#### [Exercise]
Each line below from the one containing "point: the dirt pile, center" through the one containing "point: the sedan" is to be given again exactly, and no line outside that span.

#### [Extracted records]
▬▬▬▬▬▬
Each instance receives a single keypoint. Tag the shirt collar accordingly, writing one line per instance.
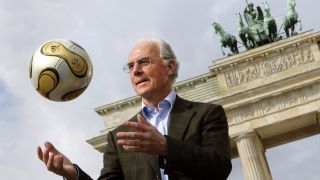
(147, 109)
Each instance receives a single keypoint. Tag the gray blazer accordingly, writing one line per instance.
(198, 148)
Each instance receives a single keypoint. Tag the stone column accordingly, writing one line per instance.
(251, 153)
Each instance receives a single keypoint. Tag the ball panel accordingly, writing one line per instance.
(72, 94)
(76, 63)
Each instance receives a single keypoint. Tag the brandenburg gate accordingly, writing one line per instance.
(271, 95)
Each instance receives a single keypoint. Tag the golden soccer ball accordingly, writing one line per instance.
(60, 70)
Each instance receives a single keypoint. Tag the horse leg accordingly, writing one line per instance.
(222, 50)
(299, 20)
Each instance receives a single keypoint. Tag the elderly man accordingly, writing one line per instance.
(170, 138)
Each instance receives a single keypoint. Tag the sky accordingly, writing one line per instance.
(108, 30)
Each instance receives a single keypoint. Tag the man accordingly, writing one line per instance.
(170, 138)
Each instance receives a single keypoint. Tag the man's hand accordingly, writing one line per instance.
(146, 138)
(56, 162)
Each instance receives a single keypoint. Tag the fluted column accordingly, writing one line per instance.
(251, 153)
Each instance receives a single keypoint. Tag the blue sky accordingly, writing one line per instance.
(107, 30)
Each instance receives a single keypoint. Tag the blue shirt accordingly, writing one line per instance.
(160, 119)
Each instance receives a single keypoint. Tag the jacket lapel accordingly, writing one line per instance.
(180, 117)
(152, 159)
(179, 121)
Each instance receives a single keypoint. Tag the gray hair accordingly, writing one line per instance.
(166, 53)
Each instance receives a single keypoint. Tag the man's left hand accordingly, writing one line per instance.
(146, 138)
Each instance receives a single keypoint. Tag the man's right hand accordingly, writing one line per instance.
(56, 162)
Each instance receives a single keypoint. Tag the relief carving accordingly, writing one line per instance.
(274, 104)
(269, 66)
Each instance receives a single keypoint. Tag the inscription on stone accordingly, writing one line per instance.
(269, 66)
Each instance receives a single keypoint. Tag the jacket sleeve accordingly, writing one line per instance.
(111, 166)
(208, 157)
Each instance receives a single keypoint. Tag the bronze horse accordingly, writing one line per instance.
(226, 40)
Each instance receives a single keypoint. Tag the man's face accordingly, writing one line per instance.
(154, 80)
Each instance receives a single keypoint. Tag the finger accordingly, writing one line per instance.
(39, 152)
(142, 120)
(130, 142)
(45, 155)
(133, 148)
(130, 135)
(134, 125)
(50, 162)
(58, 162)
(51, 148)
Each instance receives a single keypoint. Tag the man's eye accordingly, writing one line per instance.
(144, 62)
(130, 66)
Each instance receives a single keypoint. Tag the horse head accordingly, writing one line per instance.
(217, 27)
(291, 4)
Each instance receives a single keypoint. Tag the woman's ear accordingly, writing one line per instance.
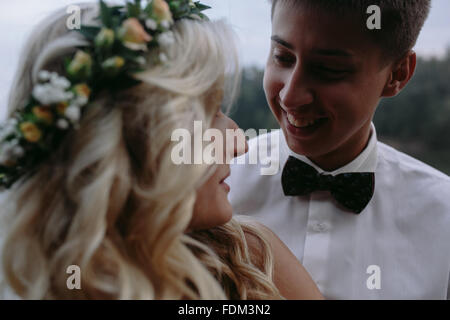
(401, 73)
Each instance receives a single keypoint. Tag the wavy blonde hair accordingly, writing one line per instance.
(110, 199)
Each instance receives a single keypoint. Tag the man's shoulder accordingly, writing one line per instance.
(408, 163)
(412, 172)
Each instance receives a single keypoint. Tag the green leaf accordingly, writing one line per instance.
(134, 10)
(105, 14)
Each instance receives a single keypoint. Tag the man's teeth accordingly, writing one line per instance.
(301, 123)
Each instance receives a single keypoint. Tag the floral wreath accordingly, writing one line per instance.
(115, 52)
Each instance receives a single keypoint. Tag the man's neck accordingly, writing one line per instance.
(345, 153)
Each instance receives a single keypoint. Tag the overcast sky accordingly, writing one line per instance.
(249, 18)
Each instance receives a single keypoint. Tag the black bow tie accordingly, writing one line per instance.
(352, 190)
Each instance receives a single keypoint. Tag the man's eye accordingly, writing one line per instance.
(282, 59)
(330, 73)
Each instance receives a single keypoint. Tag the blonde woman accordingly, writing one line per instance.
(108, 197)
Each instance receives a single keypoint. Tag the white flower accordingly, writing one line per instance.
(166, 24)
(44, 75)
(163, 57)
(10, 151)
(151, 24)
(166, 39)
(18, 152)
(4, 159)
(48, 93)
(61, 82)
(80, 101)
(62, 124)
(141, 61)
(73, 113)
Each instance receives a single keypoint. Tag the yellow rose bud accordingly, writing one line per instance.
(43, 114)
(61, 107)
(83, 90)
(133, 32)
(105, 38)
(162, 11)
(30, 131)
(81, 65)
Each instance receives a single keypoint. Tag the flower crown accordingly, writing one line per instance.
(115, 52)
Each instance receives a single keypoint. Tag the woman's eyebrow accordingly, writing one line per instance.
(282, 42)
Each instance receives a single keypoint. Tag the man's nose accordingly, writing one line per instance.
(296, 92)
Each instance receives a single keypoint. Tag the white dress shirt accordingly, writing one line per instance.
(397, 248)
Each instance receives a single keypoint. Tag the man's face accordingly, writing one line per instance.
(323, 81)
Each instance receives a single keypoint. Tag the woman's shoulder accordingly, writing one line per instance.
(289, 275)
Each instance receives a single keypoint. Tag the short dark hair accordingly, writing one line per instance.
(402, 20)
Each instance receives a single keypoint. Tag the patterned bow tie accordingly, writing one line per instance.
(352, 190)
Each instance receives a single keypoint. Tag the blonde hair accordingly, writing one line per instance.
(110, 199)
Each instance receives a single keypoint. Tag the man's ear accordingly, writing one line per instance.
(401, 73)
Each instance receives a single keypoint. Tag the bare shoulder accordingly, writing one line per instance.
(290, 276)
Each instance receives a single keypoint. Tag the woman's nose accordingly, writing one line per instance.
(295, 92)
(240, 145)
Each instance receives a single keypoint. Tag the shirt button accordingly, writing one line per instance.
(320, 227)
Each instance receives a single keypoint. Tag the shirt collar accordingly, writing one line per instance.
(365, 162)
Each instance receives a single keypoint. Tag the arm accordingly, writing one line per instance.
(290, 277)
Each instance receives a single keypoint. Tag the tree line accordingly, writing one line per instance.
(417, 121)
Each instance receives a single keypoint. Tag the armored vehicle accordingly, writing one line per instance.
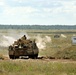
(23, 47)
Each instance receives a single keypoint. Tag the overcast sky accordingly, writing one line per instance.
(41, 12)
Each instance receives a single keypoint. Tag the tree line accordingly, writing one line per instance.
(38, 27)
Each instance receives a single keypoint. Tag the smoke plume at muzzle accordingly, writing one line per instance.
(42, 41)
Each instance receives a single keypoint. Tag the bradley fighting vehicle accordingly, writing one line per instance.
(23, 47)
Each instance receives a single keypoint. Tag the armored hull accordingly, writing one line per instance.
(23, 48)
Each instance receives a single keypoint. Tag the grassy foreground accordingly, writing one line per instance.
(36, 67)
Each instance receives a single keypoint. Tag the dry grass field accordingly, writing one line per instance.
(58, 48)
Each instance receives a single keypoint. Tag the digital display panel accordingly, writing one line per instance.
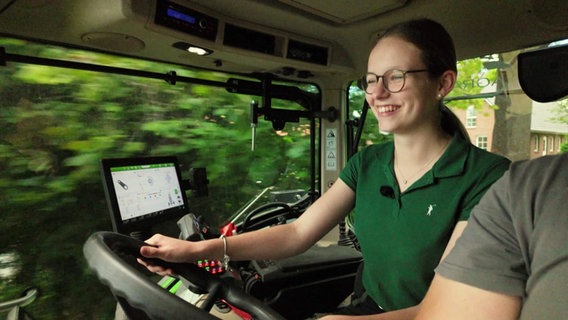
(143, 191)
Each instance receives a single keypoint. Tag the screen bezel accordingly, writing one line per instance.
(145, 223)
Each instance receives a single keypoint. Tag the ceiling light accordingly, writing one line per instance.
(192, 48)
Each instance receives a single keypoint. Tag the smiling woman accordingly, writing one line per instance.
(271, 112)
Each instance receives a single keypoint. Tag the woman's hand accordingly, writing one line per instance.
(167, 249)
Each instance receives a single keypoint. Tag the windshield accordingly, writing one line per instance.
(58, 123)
▬▬▬▬▬▬
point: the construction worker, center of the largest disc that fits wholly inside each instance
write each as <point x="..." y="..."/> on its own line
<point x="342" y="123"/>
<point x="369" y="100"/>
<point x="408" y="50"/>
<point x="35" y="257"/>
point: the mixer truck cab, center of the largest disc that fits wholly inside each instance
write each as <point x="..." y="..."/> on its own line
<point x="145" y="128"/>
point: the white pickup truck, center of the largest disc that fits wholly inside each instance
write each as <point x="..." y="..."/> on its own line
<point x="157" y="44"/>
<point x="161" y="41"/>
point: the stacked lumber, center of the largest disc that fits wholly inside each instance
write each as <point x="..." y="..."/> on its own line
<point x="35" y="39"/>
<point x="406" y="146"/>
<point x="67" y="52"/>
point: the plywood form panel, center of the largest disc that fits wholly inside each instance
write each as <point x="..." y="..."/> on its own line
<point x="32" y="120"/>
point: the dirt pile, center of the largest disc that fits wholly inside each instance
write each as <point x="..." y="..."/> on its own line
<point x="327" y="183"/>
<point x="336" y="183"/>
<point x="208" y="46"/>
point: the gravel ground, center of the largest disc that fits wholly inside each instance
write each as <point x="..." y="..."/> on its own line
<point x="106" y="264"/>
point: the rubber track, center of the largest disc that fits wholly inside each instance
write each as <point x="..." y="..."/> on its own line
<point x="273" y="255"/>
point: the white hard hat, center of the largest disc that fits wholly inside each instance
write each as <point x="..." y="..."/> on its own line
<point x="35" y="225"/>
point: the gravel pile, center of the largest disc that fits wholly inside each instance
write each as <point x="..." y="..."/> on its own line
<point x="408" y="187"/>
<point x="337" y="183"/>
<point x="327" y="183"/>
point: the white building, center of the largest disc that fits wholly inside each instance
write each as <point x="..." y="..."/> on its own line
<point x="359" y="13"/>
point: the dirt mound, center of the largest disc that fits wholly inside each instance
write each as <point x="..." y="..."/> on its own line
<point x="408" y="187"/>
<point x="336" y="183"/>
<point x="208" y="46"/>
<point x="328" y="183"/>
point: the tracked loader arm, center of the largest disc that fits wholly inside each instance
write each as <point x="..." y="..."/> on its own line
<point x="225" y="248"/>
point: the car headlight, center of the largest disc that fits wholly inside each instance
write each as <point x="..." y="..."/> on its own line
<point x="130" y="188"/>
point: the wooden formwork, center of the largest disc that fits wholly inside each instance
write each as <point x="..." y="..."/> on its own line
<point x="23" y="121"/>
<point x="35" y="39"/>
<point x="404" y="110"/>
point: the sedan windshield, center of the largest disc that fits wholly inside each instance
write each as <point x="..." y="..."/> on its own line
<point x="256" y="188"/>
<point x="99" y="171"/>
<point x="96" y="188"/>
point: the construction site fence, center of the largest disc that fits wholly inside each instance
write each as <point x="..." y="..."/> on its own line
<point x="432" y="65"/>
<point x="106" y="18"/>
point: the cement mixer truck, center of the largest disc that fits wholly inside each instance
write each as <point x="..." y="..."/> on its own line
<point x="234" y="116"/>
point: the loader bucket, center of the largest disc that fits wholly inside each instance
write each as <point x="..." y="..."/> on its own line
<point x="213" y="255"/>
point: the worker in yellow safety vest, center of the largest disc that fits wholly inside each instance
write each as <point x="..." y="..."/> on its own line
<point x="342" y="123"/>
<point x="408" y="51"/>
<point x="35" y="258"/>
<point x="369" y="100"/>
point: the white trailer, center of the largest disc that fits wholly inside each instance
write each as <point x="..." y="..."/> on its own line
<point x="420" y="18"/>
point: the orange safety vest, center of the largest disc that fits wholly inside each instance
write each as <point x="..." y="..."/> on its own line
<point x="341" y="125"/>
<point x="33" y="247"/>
▬▬▬▬▬▬
#### [Solution]
point: the dirt pile, center of the largest disc that fits wholly inside each instance
write each as <point x="..." y="..."/> on its own line
<point x="327" y="183"/>
<point x="336" y="183"/>
<point x="208" y="46"/>
point: the gravel ground, center of the largest disc that fits wholly inside each instance
write each as <point x="..." y="..."/> on its own line
<point x="106" y="264"/>
point: the rubber track, center of the largest disc that fits wholly inside each instance
write each as <point x="..." y="..."/> on its own line
<point x="273" y="255"/>
point: the white hard hat, center of the largest disc that fits wholly inside each instance
write each as <point x="..." y="..."/> on its own line
<point x="35" y="225"/>
point: the gravel pile, center of the largest disc that fits wholly inside each instance
write each as <point x="..." y="..."/> on its own line
<point x="408" y="187"/>
<point x="337" y="183"/>
<point x="327" y="183"/>
point: the white building, center of the largest disc that fits wholly inside each instance
write each as <point x="..." y="..."/> on its own line
<point x="359" y="13"/>
point: the dirt mound, center of the largest disc that fits wholly inside each instance
write each as <point x="..." y="..."/> on its own line
<point x="408" y="187"/>
<point x="336" y="183"/>
<point x="208" y="46"/>
<point x="328" y="183"/>
point: the tracked loader arm, center of the largest disc that fits wholly inside each instance
write each as <point x="..." y="..."/> on its own line
<point x="225" y="248"/>
point: the car headlight, center of the largest disc that fits wholly inside each instance
write each as <point x="..." y="..."/> on its own line
<point x="130" y="188"/>
point: the wooden formwork, center of the largest disc that fits wholly inside each instance
write each as <point x="..." y="..."/> on its own line
<point x="23" y="121"/>
<point x="35" y="39"/>
<point x="404" y="110"/>
point: the sedan windshield, center of the largest disc that fits wholly inside each instance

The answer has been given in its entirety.